__GOAL OF THE EXERCISE__:
The answer must be every record below, repeated exactly.

**** AVAILABLE DATA ****

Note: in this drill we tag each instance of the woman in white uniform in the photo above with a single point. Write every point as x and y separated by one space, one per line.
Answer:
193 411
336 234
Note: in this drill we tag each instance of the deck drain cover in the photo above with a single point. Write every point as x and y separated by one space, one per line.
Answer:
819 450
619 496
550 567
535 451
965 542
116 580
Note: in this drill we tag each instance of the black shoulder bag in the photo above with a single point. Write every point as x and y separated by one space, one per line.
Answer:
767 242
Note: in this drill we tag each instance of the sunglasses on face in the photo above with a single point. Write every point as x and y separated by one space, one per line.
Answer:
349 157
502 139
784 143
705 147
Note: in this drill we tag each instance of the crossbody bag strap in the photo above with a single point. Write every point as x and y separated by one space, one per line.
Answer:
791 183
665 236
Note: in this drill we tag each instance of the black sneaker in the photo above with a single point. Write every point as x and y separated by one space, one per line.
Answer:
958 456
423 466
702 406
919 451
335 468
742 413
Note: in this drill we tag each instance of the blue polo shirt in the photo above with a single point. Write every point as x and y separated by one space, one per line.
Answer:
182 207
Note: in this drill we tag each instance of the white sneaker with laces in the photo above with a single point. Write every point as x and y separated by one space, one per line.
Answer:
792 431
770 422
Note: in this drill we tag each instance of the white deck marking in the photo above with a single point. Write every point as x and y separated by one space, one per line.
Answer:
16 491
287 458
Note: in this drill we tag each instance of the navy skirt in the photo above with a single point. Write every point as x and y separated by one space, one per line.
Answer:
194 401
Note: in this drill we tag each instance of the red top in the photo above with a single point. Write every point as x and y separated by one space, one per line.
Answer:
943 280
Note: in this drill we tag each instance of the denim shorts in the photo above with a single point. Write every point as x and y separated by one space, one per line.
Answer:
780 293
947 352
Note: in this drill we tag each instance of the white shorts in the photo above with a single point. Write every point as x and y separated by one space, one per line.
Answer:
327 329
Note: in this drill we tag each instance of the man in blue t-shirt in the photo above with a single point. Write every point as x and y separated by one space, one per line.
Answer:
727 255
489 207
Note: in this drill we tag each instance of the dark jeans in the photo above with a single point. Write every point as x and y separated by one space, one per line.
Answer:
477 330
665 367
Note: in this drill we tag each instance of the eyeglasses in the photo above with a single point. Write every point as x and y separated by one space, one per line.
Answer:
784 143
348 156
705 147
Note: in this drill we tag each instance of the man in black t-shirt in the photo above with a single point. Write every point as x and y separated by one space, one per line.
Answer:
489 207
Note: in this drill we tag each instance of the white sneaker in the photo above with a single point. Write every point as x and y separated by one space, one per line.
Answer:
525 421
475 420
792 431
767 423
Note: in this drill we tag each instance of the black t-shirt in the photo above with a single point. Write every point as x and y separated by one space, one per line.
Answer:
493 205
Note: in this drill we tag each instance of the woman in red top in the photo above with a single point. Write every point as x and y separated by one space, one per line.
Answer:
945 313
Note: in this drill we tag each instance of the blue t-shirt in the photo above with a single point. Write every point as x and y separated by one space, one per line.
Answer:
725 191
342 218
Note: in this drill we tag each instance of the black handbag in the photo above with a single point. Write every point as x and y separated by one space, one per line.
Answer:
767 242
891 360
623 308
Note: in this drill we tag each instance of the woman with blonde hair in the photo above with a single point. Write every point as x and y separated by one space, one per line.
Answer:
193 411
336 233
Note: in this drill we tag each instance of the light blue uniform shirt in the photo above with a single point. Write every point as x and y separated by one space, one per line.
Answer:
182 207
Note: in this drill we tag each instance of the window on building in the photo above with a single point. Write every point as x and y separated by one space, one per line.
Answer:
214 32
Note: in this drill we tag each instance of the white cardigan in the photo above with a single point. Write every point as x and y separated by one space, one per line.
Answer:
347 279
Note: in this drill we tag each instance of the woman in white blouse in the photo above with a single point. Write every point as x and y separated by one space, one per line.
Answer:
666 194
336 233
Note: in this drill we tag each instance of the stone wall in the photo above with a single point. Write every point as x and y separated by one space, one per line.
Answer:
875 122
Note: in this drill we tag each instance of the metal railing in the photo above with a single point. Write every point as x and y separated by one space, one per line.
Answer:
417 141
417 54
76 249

****

__SOLUTION TO THE PROBLEM__:
Note: in this drill we tag each instance of the woman in white uniform in the photo above with a single point. Write every point as x and y separated by one space, one per line.
Answer:
193 411
336 234
Note: in this drill we tag each instance of the deck drain cover in the photo above with a single point. Write every point as x and y separated by one space, one per line.
Answer:
819 450
619 496
550 567
535 451
965 542
116 580
Note: in this drill we tag each instance of the black shoulder bag in the photo above with a single point. Write every point as x and y separated by one space, one per line.
Answer:
767 242
Note: in this drill we tag each instance of the sunglasses on face in the photo above with a single point. Write every point as x and y separated by one space, one per line.
Answer:
349 157
502 139
784 143
705 147
Note: in this drill we tag each instance of the crossbody bag strap in the photo above with a single point. Write every point as x and y separated by one space, one per line.
Answer:
791 183
665 236
Note: in this drill we tag each instance of the black sneaker in the photo above with a single point. Write every point as x and y separated by one space, one per line.
Answer:
958 456
423 466
702 406
919 451
335 468
742 413
Note: in this drill we tag each instance of the blue polo shirt in the photo above with a single point. Write every point as x and y separated by one space, one per line.
Answer:
182 207
Note: in this drill we tag each instance of the white sneaker with laces in the photo above with a single point. Write every point as x and y separated by one space, one per line.
Answer:
792 431
770 422
Note: in this drill we tag each instance of the white deck marking in the photo above with a single point. Write every point as x and y separated by one space, one per line.
Answer:
16 491
287 458
Note: in this drill we tag each instance of the navy skirt in the photo above with a single point. Write every point as x and y separated by one space, one per line.
Answer:
194 401
Note: in this drill we tag each instance of the red top in the photo above with a single point. Write every point as x and y separated by one space, one per line.
Answer:
943 280
Note: in this drill we tag each instance of the denim shorts in the photo above with a single point. Write every point as x and y separated by one space, one per line.
Answer:
780 293
947 352
Note: in this drill we tag each instance of the white shorts in the photo above with a single point. Write every point as x and y separated by one space, one per line.
Answer:
327 329
Note: in this drill we tag each instance of the man in blue t-shirt in the photo above with a single point. Write every point as x and y separated by one space, one per line.
Answer:
727 255
489 207
Note: in this drill we tag each instance of the dark jeans in the photo above with a single point. Write every point as x and y separated by one space, one per line.
Answer:
477 330
665 367
Note: in this drill we tag each instance of the eyeglasses in the photo above with a single point. Write every point as x and y separated by one space, one per line.
Answer:
784 143
348 156
705 147
Note: in this drill we tag each instance of the man in black t-shirt in the photo above with a single point. Write every point as x and y separated by one space, one per line.
Answer:
489 207
Note: in this drill we tag each instance of the white sneaker in the photo above with a single point. Write every point as x and y separated by one space, one per line.
Answer:
525 421
475 420
792 431
767 423
Note: in this drill we tag each instance of the black t-shirt in the photo above with a single point. Write every point as x and y separated by one space, one per line.
Answer:
493 205
Note: in this drill we tag each instance of the woman in red top in the photo above with a single point. Write every point as x and y separated by one space, one per line.
Answer:
945 313
Note: in this drill we tag each instance of the blue t-shirt in the photo above with a single point. Write every point as x and y separated by one space, one per line.
Answer:
725 191
342 218
Note: in this drill we tag each instance of the black handbag in the photo above with a single point. Write every point as x and y separated by one space, one per line.
Answer:
767 242
891 360
623 308
Note: in this drill we tag each instance of the woman with blonde hair in the photo above with a single point. Write every point as x and y separated by one space, one per line.
Answer:
193 411
336 233
Note: in this drill we tag each instance of the light blue uniform shirt in the photo above with a single point. Write every point as x and y separated by one space, one per line.
Answer:
182 207
Note: in this drill we tag each instance of the window on building in the photo above with a single point. Write every point as x and y separated by one space, one per line.
Answer:
214 32
Note: in this drill we tag each instance of the white cardigan in the photo above with a single point. Write every point as x and y separated by one space, one per line.
Answer:
347 279
Note: in this drill we tag each instance of the woman in white blouse in the photo above with a single point. Write every point as x and y separated by one space, one per line.
Answer:
666 194
336 233
Note: in this drill we tag each instance of the stone wall in the photo above with a single point. Write every point as x and y separated by one space, one per line.
Answer:
875 122
Note: in this drill we tag each instance of the metal railing in the photo above with a single point. Write every point as x and y separated by one space, one per line.
Answer:
417 141
417 54
76 249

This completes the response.